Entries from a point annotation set
──────

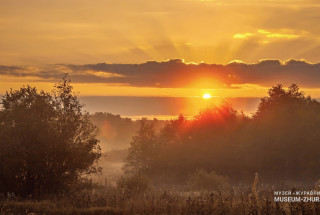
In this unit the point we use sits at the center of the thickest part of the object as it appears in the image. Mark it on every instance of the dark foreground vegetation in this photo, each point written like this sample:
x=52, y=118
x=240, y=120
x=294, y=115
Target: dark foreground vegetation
x=220, y=162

──────

Given request —
Copy the listing above word for word, leaving out the pictures.

Solution for this problem —
In this unit the point we use sits at the center of the thickest part of the object as it appears in the image. Mark it on every instance of the dark foreground vegetation in this photo, each point written like this sample:
x=52, y=118
x=240, y=120
x=294, y=115
Target: dark foreground vegetation
x=220, y=162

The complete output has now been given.